» TO DO:
Give again, word for word, only the lines from the one containing "Draw the outline of every instance of the <item>yellow" through the final line.

» LISTED ENTRIES:
==============================
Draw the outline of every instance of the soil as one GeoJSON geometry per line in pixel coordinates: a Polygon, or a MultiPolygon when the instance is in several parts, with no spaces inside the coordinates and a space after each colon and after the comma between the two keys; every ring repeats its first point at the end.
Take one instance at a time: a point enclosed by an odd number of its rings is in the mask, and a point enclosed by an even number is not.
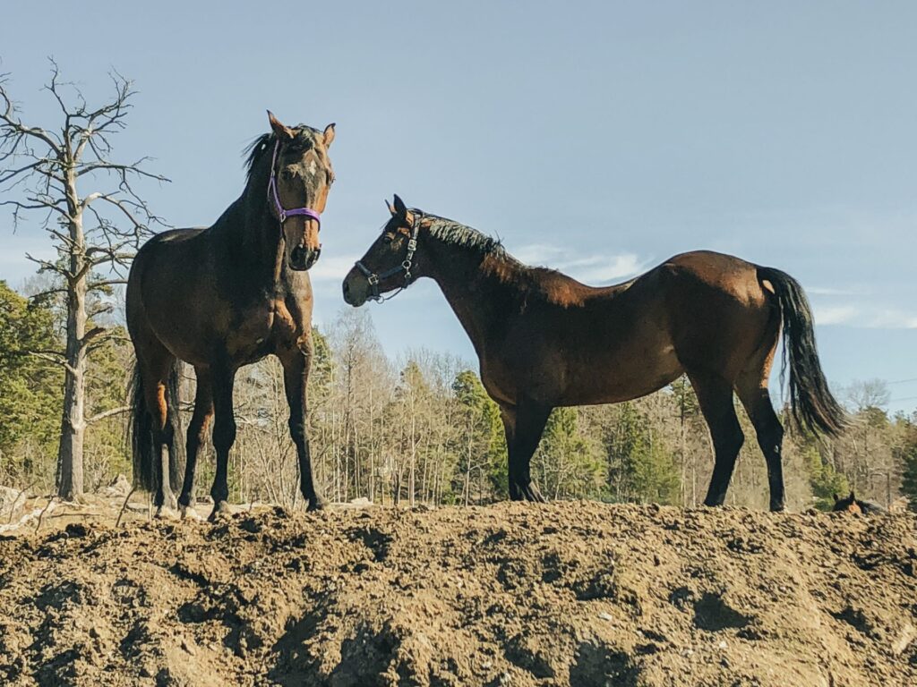
{"type": "Polygon", "coordinates": [[[0,683],[917,684],[913,515],[119,507],[0,536],[0,683]]]}

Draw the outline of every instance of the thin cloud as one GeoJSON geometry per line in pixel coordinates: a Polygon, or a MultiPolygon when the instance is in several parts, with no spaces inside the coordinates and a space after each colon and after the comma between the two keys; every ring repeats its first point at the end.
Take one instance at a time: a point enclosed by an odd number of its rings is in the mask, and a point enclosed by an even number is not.
{"type": "Polygon", "coordinates": [[[584,256],[579,251],[548,244],[523,245],[514,255],[528,265],[545,265],[587,283],[634,277],[646,271],[650,262],[634,253],[584,256]]]}
{"type": "Polygon", "coordinates": [[[917,329],[917,314],[870,303],[815,306],[815,323],[858,329],[917,329]]]}

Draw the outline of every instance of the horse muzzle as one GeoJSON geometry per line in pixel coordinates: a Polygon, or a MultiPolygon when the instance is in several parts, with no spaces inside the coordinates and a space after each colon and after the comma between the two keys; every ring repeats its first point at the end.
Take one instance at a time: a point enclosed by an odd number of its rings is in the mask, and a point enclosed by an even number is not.
{"type": "Polygon", "coordinates": [[[297,272],[305,271],[318,262],[318,256],[321,254],[321,246],[317,248],[305,248],[302,245],[297,245],[290,251],[290,268],[297,272]]]}

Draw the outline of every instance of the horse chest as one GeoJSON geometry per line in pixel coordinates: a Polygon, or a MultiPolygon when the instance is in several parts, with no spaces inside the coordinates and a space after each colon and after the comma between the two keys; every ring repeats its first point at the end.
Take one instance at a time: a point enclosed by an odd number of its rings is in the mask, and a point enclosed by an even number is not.
{"type": "Polygon", "coordinates": [[[229,353],[235,358],[257,360],[279,346],[292,348],[303,333],[287,304],[274,300],[245,312],[227,337],[229,353]]]}

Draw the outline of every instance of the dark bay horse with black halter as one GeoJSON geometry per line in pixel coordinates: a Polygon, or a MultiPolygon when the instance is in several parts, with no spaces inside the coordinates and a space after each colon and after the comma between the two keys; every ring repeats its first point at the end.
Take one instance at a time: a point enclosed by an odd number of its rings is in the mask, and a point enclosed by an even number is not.
{"type": "Polygon", "coordinates": [[[344,279],[344,300],[359,306],[420,277],[439,285],[500,406],[513,499],[544,500],[529,461],[552,409],[629,400],[687,374],[715,453],[704,503],[724,501],[744,442],[735,391],[767,460],[770,508],[782,510],[783,428],[768,393],[781,325],[795,420],[827,434],[845,422],[822,372],[802,289],[778,269],[699,251],[597,289],[525,267],[499,242],[409,210],[397,196],[390,211],[381,235],[344,279]]]}
{"type": "Polygon", "coordinates": [[[320,214],[334,180],[324,131],[281,124],[250,147],[248,183],[210,227],[163,232],[134,260],[127,282],[127,328],[137,352],[133,442],[138,484],[155,490],[158,512],[174,507],[182,462],[175,408],[175,365],[194,366],[197,395],[188,428],[178,503],[192,503],[194,467],[211,418],[216,474],[213,517],[226,511],[226,469],[236,439],[236,371],[273,354],[283,365],[290,432],[300,486],[310,509],[315,493],[305,435],[305,393],[312,352],[312,285],[320,214]]]}

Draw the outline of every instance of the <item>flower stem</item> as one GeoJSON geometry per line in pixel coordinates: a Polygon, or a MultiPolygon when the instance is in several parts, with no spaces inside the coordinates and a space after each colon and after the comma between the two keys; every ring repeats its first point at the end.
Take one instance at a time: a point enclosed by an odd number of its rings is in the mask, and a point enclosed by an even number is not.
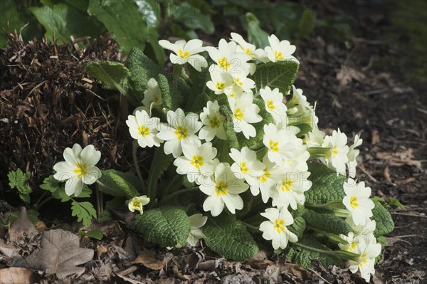
{"type": "Polygon", "coordinates": [[[185,194],[186,193],[189,192],[191,192],[194,190],[198,190],[199,189],[199,186],[194,186],[194,187],[190,187],[189,189],[181,189],[181,190],[178,190],[175,192],[173,192],[172,194],[170,194],[169,195],[168,195],[167,196],[165,196],[163,199],[162,199],[162,201],[160,201],[160,204],[164,204],[166,201],[169,200],[173,199],[174,197],[180,195],[180,194],[185,194]]]}
{"type": "Polygon", "coordinates": [[[141,174],[141,170],[139,169],[139,165],[138,164],[138,159],[137,158],[137,150],[138,149],[138,142],[137,140],[134,140],[132,144],[132,156],[133,157],[134,164],[135,164],[135,169],[137,171],[137,174],[138,175],[138,179],[139,179],[139,182],[141,183],[142,193],[144,194],[145,192],[145,186],[144,185],[144,178],[142,177],[142,174],[141,174]]]}

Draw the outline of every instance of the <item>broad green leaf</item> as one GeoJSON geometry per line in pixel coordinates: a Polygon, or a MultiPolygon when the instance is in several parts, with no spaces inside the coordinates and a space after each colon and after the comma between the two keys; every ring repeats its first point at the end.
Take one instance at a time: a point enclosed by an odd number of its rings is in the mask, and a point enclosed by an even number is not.
{"type": "Polygon", "coordinates": [[[300,64],[293,61],[257,65],[256,71],[252,76],[257,88],[270,87],[272,90],[278,88],[283,95],[288,94],[292,83],[295,80],[300,64]]]}
{"type": "Polygon", "coordinates": [[[190,219],[180,207],[159,207],[137,215],[135,227],[147,241],[163,248],[185,244],[190,233],[190,219]]]}
{"type": "Polygon", "coordinates": [[[191,6],[186,1],[177,5],[172,4],[169,8],[167,10],[168,16],[182,23],[188,28],[200,28],[206,33],[212,33],[215,30],[211,18],[204,15],[199,8],[191,6]]]}
{"type": "Polygon", "coordinates": [[[379,201],[374,201],[375,207],[372,209],[372,220],[375,220],[376,227],[374,236],[379,237],[386,235],[394,230],[394,222],[391,215],[379,201]]]}
{"type": "Polygon", "coordinates": [[[141,102],[144,98],[144,91],[147,89],[148,80],[152,78],[157,78],[161,72],[160,67],[137,48],[130,50],[125,65],[131,73],[129,80],[130,92],[138,102],[141,102]]]}
{"type": "Polygon", "coordinates": [[[51,41],[61,39],[67,43],[70,41],[70,36],[75,38],[85,36],[96,38],[102,31],[102,24],[96,18],[65,3],[32,6],[29,9],[44,26],[45,36],[51,41]]]}
{"type": "Polygon", "coordinates": [[[163,145],[156,148],[154,156],[148,173],[148,196],[154,200],[156,196],[156,187],[157,181],[160,179],[164,171],[166,171],[174,160],[172,154],[164,154],[163,145]]]}
{"type": "Polygon", "coordinates": [[[19,193],[19,198],[26,203],[30,203],[30,194],[33,192],[28,185],[30,175],[31,174],[28,172],[25,174],[23,173],[21,169],[18,169],[16,171],[11,171],[7,174],[11,189],[16,188],[19,193]]]}
{"type": "Polygon", "coordinates": [[[246,14],[248,23],[248,38],[257,48],[264,48],[270,46],[268,33],[260,27],[260,21],[252,13],[246,14]]]}
{"type": "Polygon", "coordinates": [[[302,237],[302,233],[305,230],[305,220],[301,216],[294,218],[294,222],[292,225],[288,226],[288,229],[297,235],[298,238],[302,237]]]}
{"type": "Polygon", "coordinates": [[[133,1],[89,0],[88,13],[114,33],[120,47],[128,53],[133,47],[144,49],[149,29],[143,9],[133,1]]]}
{"type": "Polygon", "coordinates": [[[230,149],[236,148],[240,149],[240,144],[237,140],[237,135],[234,131],[234,122],[233,122],[233,112],[230,110],[230,107],[226,105],[223,105],[219,107],[219,112],[226,117],[224,120],[224,130],[227,135],[228,147],[230,149]]]}
{"type": "Polygon", "coordinates": [[[259,115],[263,117],[263,120],[252,125],[256,130],[256,136],[255,137],[251,137],[251,139],[246,139],[243,133],[239,133],[238,139],[241,147],[246,146],[251,149],[258,150],[265,148],[264,144],[263,144],[264,125],[273,122],[273,116],[265,110],[264,101],[262,99],[255,98],[253,100],[253,103],[260,107],[260,111],[259,115]]]}
{"type": "Polygon", "coordinates": [[[157,83],[162,93],[162,100],[166,109],[175,110],[182,101],[182,95],[174,85],[169,84],[169,80],[163,74],[157,76],[157,83]]]}
{"type": "MultiPolygon", "coordinates": [[[[332,251],[327,246],[319,242],[312,236],[304,236],[303,238],[298,239],[298,243],[312,247],[315,249],[332,251]]],[[[286,254],[286,258],[305,269],[310,269],[311,268],[311,262],[313,259],[320,261],[325,267],[329,267],[329,265],[339,265],[341,263],[339,258],[334,256],[305,248],[301,248],[292,243],[289,243],[288,246],[285,249],[285,253],[286,254]]]]}
{"type": "Polygon", "coordinates": [[[308,179],[312,182],[311,189],[305,191],[305,202],[308,204],[326,204],[334,200],[342,199],[344,182],[347,178],[337,175],[337,172],[323,164],[309,164],[311,172],[308,179]]]}
{"type": "Polygon", "coordinates": [[[251,258],[258,248],[245,226],[233,215],[209,217],[203,227],[208,248],[229,260],[251,258]]]}
{"type": "Polygon", "coordinates": [[[319,230],[327,231],[328,233],[347,236],[352,231],[352,227],[344,220],[334,214],[307,210],[303,217],[307,225],[319,230]]]}
{"type": "Polygon", "coordinates": [[[91,61],[83,66],[90,75],[106,84],[106,88],[115,88],[122,94],[127,89],[130,71],[120,62],[91,61]]]}
{"type": "Polygon", "coordinates": [[[77,221],[83,221],[86,226],[90,225],[93,218],[96,218],[96,211],[90,202],[78,202],[73,200],[71,210],[71,215],[77,217],[77,221]]]}
{"type": "Polygon", "coordinates": [[[114,196],[126,196],[131,199],[139,195],[137,186],[137,178],[132,173],[124,173],[115,169],[102,171],[98,179],[99,190],[114,196]]]}

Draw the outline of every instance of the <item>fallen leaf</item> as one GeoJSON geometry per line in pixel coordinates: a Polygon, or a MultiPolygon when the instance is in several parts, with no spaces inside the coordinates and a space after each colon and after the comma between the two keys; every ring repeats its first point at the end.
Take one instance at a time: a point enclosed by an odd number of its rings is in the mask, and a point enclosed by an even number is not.
{"type": "Polygon", "coordinates": [[[132,264],[142,264],[153,270],[159,270],[164,267],[163,261],[158,260],[152,251],[146,249],[139,251],[135,261],[127,263],[127,265],[132,264]]]}
{"type": "Polygon", "coordinates": [[[21,207],[21,213],[18,219],[11,226],[9,231],[9,242],[19,243],[27,238],[31,240],[38,234],[38,231],[28,219],[25,207],[21,207]]]}
{"type": "Polygon", "coordinates": [[[43,233],[41,250],[28,256],[26,261],[33,269],[56,273],[62,279],[71,274],[81,275],[85,268],[78,267],[93,258],[93,251],[80,248],[79,237],[63,230],[50,230],[43,233]]]}
{"type": "Polygon", "coordinates": [[[11,267],[0,269],[0,284],[31,284],[38,275],[27,268],[11,267]]]}

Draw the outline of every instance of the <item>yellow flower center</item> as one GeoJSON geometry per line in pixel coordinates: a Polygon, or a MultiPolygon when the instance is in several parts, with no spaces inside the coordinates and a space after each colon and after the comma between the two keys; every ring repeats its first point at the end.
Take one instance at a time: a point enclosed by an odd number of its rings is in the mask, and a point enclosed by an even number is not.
==============================
» EXERCISE OUTPUT:
Draw the outline of every instance of the <item>yellow flower center</item> as one GeoJSON geometry per line in pixel coordinates: a Polygon, or a MultiPolygon when the instance is in several parts, with no spaces inside the coordinates and a space after each colon and after the comma between the two keys; every ring repeats its first point at the end.
Take one instance at a time: a point enclosed by an odd number of its rings is in the mask, and a point enclosed by an even number is not.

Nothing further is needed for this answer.